▶ [What you should do]
Would it be possible to quote, exactly and in full, the lines from the one with "Reviewer note: check that each instance of the mustache" through the end of the entries below?
+ + + + + + +
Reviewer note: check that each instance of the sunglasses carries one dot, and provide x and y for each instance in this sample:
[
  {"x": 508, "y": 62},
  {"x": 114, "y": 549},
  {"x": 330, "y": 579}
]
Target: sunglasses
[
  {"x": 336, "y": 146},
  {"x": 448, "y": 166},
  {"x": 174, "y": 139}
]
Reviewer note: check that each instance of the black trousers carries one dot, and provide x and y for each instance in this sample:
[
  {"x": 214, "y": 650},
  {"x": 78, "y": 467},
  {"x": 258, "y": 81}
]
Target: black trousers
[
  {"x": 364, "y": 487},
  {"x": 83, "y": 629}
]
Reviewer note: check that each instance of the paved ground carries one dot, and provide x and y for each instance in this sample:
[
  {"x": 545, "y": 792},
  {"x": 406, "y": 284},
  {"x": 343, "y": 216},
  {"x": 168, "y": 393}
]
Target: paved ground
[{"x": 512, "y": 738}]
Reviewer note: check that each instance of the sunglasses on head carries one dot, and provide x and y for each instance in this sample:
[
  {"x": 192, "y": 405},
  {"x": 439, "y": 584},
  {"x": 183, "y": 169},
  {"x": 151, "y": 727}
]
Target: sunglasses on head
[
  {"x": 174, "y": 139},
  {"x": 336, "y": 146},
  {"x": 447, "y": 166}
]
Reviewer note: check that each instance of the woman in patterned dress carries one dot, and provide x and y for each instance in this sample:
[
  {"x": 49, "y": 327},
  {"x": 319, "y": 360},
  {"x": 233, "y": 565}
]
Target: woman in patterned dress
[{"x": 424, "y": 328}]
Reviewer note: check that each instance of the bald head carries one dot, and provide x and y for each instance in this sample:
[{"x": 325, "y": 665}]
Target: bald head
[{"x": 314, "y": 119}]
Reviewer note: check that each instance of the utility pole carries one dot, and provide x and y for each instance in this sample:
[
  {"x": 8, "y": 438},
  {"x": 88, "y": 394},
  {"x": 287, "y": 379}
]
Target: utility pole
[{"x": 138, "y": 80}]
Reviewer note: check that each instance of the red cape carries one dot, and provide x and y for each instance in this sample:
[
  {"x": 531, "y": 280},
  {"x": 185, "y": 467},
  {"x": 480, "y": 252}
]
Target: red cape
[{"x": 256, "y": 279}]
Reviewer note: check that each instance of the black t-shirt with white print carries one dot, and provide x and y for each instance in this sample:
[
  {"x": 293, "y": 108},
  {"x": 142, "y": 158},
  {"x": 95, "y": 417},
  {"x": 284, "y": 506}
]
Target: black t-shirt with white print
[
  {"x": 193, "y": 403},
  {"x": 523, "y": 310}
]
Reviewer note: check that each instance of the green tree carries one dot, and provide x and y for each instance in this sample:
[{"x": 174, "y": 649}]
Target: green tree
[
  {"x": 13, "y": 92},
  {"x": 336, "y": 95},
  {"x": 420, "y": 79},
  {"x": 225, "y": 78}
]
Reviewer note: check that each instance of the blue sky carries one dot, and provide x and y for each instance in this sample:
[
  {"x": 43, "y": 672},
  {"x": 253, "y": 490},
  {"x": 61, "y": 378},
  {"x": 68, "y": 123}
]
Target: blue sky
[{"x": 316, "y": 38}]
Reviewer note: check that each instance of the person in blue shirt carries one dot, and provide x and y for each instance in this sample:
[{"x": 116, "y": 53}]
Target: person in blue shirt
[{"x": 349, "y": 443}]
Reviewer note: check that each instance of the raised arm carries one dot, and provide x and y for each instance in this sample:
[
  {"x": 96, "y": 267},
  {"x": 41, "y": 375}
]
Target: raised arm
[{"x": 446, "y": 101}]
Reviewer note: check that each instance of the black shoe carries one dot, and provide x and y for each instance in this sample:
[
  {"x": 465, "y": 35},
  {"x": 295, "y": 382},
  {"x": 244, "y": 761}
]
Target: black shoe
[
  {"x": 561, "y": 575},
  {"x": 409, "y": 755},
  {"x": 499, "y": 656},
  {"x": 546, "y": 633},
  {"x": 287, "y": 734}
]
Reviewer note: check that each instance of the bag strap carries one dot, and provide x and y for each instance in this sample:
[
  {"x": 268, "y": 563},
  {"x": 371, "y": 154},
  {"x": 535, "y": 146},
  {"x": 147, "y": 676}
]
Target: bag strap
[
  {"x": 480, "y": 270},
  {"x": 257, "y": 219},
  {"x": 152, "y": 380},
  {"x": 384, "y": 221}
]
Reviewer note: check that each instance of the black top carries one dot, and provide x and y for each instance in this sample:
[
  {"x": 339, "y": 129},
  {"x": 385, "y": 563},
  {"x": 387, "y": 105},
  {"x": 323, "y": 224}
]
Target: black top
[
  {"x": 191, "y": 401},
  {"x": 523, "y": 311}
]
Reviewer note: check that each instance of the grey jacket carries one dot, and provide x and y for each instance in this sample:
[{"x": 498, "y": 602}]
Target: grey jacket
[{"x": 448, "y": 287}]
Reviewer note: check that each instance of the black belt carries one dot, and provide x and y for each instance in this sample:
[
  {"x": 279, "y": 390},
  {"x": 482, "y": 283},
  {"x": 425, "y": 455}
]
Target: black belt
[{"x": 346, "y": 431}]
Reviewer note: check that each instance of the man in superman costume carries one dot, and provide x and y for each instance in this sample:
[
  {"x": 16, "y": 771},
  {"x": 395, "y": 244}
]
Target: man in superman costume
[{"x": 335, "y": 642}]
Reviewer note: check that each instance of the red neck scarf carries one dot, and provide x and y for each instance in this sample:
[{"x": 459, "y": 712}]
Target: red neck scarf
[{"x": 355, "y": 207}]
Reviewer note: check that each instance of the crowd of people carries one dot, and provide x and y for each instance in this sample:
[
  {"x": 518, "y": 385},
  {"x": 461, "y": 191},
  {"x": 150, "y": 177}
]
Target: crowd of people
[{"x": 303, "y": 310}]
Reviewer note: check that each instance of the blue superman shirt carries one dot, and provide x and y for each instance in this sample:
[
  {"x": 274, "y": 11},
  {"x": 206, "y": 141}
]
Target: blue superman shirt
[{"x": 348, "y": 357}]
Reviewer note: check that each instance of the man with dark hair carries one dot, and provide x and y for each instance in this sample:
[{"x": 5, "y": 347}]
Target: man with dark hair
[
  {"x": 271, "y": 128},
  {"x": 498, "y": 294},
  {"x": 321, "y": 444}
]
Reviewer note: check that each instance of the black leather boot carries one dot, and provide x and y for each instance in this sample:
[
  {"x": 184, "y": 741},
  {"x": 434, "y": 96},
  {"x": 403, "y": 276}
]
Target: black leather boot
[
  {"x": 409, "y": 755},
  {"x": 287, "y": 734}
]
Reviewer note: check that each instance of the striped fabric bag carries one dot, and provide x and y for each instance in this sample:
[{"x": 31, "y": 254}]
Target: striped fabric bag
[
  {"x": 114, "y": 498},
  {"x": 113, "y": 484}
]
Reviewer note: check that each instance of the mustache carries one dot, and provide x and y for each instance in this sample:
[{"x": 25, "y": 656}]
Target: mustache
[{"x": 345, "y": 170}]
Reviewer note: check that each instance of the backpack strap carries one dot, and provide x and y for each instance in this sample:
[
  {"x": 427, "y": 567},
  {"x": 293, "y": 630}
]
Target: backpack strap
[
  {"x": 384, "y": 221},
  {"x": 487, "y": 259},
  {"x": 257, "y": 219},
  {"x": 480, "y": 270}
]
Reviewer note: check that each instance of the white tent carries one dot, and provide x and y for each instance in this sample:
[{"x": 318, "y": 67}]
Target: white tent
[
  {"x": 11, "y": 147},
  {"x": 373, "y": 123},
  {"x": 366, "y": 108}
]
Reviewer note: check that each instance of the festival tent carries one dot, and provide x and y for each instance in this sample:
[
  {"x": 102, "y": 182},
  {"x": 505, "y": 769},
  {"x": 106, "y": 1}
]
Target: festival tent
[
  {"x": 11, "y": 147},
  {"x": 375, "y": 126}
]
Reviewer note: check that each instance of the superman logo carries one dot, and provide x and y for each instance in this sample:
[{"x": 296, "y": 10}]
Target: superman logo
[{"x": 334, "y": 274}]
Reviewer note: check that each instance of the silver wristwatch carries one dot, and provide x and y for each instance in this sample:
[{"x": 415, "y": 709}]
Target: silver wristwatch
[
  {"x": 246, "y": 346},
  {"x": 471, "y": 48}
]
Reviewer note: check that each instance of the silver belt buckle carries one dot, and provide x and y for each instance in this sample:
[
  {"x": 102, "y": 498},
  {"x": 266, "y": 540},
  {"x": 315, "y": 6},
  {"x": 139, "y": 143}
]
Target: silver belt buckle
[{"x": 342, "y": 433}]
+ + + + + + +
▶ [Task result]
Reviewer note: check that each instance of the mustache carries one dot, and provide x and y for each instance in this sample:
[{"x": 25, "y": 656}]
Target: mustache
[{"x": 345, "y": 170}]
Reviewer note: check that each instance of the backpack strap carries one dot, and provide x and y for each instance in this sample:
[
  {"x": 427, "y": 567},
  {"x": 293, "y": 630}
]
Target: backpack strap
[
  {"x": 384, "y": 221},
  {"x": 487, "y": 259},
  {"x": 257, "y": 219},
  {"x": 480, "y": 270}
]
Reviewer note: check that each instance of the white tent carries one dot, and provide x and y for each instance in this sample:
[{"x": 318, "y": 67}]
Target: white tent
[
  {"x": 11, "y": 147},
  {"x": 373, "y": 123},
  {"x": 366, "y": 108}
]
Reviewer note: check that each instance of the festival tent carries one dot, and provide x and y for each instance in this sample:
[
  {"x": 102, "y": 182},
  {"x": 505, "y": 769},
  {"x": 106, "y": 1}
]
Target: festival tent
[
  {"x": 11, "y": 147},
  {"x": 375, "y": 126}
]
Reviewer note: check that each instance of the superman logo carries one dot, and provide x and y for each instance in this sample:
[{"x": 296, "y": 10}]
Target: superman logo
[{"x": 334, "y": 274}]
Reviewer note: check that each instance of the silver wristwatch carries one dot, and provide x and y for each instance in this sample:
[{"x": 415, "y": 709}]
Target: silver wristwatch
[
  {"x": 246, "y": 346},
  {"x": 471, "y": 48}
]
Reviewer note: check that each instance of the silver belt buckle carries one dot, and provide x and y for each instance in this sample:
[
  {"x": 102, "y": 498},
  {"x": 266, "y": 540},
  {"x": 315, "y": 6},
  {"x": 139, "y": 143}
]
Target: silver belt buckle
[{"x": 342, "y": 433}]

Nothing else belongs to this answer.